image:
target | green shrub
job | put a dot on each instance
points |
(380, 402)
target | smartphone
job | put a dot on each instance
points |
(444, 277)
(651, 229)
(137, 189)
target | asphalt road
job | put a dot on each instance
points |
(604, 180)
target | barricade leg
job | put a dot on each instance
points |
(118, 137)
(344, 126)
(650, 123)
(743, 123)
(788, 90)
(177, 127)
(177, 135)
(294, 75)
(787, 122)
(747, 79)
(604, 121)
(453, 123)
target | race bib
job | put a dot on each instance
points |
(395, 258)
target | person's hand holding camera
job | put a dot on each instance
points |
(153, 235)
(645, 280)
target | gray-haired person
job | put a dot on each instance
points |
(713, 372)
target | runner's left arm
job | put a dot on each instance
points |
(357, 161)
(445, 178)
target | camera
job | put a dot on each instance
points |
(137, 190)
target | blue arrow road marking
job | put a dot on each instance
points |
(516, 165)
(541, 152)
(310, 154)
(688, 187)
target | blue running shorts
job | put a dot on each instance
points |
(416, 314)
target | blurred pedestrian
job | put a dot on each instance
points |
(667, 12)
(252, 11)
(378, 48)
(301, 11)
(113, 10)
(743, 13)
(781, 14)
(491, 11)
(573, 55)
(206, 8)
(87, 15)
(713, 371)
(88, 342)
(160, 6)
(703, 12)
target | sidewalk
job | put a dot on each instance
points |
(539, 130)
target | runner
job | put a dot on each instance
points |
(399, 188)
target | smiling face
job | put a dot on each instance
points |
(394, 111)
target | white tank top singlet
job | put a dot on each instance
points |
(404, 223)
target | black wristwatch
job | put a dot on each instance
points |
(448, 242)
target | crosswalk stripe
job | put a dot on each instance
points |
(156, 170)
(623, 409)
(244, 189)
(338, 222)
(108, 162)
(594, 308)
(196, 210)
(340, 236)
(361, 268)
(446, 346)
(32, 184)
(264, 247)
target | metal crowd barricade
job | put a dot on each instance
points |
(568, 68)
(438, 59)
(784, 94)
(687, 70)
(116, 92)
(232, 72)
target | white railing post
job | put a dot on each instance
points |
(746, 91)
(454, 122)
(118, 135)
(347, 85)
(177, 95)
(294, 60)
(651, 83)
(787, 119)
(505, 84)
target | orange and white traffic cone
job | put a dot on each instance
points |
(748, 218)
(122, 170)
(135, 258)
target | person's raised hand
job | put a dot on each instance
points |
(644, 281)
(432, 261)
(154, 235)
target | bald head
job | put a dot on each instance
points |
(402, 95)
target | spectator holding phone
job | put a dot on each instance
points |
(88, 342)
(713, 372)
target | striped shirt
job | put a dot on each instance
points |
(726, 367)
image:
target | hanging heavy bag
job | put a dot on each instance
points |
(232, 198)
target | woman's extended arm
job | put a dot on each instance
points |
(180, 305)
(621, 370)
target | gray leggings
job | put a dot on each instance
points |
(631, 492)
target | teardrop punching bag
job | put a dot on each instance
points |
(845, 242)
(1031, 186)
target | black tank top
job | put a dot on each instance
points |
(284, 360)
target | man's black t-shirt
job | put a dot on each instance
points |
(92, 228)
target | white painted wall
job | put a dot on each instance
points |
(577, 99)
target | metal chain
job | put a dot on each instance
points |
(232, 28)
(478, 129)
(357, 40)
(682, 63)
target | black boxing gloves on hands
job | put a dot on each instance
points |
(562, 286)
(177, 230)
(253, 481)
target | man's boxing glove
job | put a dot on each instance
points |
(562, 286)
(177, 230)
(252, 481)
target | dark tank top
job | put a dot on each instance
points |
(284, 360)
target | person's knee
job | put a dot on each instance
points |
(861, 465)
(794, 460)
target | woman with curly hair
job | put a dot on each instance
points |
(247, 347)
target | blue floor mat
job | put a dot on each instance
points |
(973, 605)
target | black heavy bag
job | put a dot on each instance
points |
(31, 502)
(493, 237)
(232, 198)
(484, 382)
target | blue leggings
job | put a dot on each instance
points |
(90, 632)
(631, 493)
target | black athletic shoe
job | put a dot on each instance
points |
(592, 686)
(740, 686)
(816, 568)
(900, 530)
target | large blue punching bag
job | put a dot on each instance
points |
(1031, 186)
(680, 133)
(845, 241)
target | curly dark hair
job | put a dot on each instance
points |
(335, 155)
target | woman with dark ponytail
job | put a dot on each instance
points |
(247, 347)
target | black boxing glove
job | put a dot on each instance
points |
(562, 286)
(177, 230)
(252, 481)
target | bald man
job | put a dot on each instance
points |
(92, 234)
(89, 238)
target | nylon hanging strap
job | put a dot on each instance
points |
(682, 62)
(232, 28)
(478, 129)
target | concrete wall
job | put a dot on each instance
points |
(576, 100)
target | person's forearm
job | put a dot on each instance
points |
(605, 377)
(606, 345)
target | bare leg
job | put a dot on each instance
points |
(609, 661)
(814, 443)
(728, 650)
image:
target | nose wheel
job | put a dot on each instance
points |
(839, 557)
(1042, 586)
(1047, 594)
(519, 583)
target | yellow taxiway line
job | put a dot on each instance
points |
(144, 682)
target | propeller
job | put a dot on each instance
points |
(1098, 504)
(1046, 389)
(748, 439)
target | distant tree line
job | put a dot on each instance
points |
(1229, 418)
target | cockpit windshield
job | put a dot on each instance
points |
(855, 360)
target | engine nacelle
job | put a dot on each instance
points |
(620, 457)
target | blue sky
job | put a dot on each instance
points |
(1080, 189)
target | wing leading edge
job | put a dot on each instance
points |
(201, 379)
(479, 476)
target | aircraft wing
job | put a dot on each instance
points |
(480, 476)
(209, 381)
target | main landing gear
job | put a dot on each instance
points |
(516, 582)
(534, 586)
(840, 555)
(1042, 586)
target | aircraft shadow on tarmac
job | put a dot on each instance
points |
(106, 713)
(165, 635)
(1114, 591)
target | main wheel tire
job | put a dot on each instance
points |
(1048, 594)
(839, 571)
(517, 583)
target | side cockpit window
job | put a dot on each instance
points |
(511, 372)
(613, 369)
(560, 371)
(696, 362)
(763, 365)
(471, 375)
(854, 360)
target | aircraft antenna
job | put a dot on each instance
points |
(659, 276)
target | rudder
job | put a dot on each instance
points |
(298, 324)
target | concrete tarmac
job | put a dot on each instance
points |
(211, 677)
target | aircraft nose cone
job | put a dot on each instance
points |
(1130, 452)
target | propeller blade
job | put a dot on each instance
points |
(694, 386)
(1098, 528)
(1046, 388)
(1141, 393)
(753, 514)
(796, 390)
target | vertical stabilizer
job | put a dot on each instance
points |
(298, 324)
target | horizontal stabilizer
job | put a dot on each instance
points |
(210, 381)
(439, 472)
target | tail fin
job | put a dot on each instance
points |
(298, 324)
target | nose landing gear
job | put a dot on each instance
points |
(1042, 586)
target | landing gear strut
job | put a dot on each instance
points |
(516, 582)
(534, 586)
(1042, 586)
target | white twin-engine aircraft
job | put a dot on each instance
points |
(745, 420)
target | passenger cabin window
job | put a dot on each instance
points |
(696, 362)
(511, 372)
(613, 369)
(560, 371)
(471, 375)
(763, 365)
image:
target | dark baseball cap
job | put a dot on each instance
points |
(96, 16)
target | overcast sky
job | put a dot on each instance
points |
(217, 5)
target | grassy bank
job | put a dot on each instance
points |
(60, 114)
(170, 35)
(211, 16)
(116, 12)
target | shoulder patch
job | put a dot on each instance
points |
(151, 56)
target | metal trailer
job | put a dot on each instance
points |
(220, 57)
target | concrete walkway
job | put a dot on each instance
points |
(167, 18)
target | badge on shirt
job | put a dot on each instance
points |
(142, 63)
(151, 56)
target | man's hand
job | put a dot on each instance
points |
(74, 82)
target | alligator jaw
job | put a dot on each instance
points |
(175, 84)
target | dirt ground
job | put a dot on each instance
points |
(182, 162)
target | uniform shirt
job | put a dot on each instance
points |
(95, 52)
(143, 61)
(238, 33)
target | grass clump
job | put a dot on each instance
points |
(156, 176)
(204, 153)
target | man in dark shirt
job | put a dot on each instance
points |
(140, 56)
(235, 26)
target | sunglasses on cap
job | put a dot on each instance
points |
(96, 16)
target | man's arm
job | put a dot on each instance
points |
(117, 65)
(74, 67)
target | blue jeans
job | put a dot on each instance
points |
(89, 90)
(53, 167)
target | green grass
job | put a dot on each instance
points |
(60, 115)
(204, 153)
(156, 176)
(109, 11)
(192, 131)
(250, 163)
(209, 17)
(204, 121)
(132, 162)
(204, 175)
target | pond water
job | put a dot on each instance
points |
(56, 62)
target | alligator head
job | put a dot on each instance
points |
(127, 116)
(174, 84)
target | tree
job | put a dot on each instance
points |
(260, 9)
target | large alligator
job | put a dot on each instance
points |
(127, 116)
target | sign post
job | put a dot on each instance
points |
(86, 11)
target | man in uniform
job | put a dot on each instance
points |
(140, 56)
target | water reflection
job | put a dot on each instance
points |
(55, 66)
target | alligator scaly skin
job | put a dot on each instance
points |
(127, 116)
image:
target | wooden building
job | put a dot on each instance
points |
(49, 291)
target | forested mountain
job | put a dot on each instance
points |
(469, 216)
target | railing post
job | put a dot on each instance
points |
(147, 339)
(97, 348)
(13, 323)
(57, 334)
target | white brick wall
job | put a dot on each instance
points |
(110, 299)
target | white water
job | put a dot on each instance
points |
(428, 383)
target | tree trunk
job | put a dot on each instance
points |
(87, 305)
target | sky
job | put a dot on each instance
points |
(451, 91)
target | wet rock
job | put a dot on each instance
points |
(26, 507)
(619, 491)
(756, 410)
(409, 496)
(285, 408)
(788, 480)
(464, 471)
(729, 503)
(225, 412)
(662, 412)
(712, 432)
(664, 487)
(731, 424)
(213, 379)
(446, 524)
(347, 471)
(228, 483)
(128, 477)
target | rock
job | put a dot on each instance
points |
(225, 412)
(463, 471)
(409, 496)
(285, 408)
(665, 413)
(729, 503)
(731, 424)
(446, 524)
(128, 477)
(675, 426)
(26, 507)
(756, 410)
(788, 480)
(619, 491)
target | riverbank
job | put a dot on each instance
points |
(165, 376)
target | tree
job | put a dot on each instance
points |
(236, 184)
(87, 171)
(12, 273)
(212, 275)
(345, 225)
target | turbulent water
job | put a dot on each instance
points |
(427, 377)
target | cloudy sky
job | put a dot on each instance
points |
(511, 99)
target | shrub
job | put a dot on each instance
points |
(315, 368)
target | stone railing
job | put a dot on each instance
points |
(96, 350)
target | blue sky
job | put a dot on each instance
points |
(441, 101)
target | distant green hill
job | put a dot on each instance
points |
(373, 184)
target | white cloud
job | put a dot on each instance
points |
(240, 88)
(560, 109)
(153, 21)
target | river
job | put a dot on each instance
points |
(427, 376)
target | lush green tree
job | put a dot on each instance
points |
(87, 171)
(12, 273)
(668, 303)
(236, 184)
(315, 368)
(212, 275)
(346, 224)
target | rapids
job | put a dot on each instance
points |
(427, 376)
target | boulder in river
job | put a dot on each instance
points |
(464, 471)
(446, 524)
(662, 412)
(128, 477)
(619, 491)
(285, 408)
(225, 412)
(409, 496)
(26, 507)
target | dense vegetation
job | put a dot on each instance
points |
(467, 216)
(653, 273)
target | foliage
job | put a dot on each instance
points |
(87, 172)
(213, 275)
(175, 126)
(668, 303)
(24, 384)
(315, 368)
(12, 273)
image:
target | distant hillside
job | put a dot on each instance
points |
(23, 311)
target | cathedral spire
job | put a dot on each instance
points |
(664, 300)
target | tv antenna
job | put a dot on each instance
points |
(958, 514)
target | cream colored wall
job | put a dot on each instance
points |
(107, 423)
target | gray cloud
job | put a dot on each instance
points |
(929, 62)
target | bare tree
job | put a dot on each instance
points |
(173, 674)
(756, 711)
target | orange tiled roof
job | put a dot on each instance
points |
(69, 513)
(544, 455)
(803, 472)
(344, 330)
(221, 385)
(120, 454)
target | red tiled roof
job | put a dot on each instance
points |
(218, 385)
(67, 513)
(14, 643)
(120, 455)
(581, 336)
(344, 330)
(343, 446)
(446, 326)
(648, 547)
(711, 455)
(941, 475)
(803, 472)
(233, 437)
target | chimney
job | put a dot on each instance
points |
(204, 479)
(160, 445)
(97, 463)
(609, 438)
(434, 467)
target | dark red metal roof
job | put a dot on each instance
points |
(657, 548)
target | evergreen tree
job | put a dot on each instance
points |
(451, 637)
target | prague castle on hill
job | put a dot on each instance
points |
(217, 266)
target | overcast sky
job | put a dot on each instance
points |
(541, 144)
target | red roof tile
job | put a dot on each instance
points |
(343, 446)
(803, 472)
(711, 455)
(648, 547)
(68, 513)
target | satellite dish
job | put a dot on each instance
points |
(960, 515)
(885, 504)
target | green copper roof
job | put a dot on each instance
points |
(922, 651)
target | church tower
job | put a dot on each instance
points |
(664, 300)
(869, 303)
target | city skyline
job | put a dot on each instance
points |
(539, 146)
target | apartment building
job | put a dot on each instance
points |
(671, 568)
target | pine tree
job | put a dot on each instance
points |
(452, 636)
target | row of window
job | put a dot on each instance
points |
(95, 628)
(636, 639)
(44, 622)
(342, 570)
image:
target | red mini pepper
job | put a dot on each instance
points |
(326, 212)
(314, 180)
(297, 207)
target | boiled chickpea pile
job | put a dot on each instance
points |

┄┄┄┄┄┄┄┄┄┄

> **Problem details**:
Copy out exactly the lines between the line with "target | church tower" and the last line of the entries, counting both of those lines.

> **The completed task**:
target | church tower
job | put a dot on each instance
points |
(664, 300)
(869, 303)
target | city skyline
job | put a dot on each instance
points |
(539, 146)
target | apartment building
job | put a dot on each instance
points |
(671, 568)
target | pine tree
job | put a dot on each instance
points |
(452, 636)
target | row of window
job | put a dot on each instance
points |
(95, 628)
(636, 639)
(44, 622)
(342, 570)
image:
target | red mini pepper
job | put a dot on each instance
points |
(326, 212)
(314, 180)
(297, 207)
target | boiled chickpea pile
job | put a dot on each instance
points |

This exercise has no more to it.